» **YOUR INSTRUCTIONS**
The reply should consist of the line containing "Annotate the plain" and all lines after it in the listing below, reproduced exactly and nothing more.

» **INFORMATION SUPPLIED**
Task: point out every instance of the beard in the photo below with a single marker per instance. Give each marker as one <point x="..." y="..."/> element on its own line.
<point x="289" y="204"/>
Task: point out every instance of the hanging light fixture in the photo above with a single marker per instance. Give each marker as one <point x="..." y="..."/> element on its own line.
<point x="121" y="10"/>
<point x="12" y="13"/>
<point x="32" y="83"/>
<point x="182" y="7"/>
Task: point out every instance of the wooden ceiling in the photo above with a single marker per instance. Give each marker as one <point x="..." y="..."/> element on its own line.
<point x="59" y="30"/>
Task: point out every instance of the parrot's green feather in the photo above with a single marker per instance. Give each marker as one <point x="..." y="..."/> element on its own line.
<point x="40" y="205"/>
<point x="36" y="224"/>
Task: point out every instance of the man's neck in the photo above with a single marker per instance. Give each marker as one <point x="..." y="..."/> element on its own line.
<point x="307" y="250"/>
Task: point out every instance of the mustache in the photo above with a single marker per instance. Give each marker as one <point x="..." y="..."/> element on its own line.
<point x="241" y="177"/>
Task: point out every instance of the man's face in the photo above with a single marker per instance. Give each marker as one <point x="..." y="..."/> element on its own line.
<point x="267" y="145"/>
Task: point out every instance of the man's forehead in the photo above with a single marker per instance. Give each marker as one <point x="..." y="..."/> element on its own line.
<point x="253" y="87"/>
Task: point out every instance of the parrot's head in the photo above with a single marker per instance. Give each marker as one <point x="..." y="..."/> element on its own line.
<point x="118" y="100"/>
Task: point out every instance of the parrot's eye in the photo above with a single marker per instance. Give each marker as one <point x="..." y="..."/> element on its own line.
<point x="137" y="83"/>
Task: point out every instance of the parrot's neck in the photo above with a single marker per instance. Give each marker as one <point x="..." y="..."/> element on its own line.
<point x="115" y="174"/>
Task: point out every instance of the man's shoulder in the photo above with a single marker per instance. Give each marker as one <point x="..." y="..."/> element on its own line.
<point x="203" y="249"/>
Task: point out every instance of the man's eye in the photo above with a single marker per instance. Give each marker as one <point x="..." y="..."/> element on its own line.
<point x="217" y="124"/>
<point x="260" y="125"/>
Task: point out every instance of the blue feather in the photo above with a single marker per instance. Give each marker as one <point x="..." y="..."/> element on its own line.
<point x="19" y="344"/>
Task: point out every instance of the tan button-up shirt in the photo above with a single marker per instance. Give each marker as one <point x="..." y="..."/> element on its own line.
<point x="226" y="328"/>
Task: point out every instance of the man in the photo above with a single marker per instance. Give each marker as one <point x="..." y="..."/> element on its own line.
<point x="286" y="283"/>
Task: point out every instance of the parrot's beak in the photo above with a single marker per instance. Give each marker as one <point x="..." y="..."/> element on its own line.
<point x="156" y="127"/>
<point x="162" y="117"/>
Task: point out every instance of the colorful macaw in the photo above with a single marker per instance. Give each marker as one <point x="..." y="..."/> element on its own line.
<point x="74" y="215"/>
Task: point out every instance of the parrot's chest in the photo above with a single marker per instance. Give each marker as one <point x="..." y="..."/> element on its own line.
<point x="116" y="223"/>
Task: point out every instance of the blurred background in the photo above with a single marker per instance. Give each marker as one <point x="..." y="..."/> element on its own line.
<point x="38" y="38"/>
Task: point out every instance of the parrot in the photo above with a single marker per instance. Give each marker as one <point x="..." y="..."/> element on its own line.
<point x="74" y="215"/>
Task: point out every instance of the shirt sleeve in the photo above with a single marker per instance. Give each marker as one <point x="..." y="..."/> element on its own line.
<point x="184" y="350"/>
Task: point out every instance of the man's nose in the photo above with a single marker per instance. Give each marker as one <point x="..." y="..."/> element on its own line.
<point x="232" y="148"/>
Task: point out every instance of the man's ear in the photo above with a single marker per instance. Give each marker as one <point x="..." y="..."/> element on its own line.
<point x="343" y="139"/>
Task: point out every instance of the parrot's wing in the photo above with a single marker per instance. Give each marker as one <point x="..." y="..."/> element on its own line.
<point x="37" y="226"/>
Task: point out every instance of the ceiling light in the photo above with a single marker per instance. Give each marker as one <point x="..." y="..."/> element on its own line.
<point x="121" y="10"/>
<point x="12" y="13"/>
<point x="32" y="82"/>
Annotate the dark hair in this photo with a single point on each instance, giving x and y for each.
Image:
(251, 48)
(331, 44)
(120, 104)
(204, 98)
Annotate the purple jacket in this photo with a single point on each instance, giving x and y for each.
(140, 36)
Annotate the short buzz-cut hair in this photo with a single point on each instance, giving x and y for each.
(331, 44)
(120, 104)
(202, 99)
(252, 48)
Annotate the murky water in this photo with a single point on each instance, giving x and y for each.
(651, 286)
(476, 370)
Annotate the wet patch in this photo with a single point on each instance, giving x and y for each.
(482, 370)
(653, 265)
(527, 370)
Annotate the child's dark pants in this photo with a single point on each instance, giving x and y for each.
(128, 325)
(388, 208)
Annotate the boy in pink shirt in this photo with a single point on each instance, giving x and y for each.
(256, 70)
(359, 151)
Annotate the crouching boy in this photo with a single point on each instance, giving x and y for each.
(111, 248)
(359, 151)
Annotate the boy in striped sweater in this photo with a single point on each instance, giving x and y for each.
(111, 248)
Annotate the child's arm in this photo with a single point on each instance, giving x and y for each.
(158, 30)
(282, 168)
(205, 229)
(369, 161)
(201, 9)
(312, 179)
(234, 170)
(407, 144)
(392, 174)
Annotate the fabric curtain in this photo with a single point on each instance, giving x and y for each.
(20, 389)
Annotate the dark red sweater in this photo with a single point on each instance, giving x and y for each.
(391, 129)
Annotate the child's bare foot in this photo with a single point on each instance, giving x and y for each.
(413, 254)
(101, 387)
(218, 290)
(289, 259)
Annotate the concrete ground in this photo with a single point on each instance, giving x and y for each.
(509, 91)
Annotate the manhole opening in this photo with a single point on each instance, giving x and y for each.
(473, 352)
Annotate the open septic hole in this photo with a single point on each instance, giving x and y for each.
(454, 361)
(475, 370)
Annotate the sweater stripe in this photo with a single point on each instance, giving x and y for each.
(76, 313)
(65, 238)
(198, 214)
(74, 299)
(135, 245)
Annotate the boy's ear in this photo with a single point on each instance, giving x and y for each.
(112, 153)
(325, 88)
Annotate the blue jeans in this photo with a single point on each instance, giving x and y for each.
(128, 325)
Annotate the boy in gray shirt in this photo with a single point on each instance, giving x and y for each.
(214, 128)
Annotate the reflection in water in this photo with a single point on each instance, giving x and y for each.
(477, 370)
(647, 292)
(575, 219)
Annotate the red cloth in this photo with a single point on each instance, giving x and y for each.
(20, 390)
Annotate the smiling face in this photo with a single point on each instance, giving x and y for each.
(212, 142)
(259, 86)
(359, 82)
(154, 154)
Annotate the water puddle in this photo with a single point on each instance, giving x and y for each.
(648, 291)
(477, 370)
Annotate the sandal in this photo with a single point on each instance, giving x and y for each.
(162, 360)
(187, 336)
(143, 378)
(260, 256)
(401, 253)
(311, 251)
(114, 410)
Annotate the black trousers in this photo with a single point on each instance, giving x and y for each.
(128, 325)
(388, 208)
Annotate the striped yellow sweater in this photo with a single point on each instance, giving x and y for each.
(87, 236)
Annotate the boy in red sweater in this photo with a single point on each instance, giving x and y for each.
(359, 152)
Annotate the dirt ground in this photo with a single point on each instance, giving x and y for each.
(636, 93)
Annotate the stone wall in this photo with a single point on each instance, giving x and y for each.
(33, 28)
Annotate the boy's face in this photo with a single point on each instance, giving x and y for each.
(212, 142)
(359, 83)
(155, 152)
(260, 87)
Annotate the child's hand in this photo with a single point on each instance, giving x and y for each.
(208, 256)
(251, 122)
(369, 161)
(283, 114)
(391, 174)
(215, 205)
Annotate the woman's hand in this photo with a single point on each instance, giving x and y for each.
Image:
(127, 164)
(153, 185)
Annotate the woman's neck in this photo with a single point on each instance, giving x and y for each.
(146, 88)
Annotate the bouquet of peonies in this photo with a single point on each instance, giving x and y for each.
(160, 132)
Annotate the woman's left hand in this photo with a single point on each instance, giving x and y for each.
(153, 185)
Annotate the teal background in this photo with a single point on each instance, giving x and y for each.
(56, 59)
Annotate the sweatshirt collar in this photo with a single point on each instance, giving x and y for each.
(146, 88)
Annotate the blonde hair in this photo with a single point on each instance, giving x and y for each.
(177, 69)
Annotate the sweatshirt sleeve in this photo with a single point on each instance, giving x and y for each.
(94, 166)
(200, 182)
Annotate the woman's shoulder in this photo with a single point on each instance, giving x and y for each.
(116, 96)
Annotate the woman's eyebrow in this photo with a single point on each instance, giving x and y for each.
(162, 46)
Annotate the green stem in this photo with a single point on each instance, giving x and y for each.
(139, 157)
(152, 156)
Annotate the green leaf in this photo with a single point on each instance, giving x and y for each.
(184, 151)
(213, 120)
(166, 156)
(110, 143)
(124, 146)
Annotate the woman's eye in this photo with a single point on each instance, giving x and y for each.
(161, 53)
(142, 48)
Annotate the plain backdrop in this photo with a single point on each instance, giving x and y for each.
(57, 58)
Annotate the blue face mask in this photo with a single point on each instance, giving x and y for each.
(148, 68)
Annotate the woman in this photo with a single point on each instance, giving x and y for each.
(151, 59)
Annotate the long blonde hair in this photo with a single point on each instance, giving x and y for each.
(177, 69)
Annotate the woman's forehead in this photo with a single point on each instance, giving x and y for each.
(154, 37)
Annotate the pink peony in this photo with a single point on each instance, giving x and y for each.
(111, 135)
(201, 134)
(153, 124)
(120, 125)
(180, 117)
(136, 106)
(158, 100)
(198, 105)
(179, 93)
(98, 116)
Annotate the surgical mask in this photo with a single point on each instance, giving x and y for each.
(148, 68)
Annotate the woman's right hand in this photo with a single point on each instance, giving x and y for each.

» **EXERCISE SOLUTION**
Annotate the plain backdrop in this photo with a single point on each instance, giving x and y for each.
(57, 58)
Annotate the blue face mask in this photo with a single point on each instance, giving x and y for each.
(148, 68)
Annotate the woman in this photo with a single point on each instance, giving x and y for each.
(151, 59)
Annotate the long blonde hair in this photo with a single point on each instance, giving x and y for each.
(177, 69)
Annotate the woman's forehead in this photo with a single point on each instance, giving x and y for each.
(154, 37)
Annotate the pink peony in this photo with a single point on each instance, giving x and y for each.
(111, 135)
(201, 134)
(153, 124)
(120, 125)
(180, 117)
(136, 106)
(158, 100)
(198, 105)
(179, 93)
(98, 116)
Annotate the surgical mask in this photo with a single point on each instance, giving x and y for each.
(148, 68)
Annotate the woman's right hand in this photo with a single point on each instance, giving x and y for each.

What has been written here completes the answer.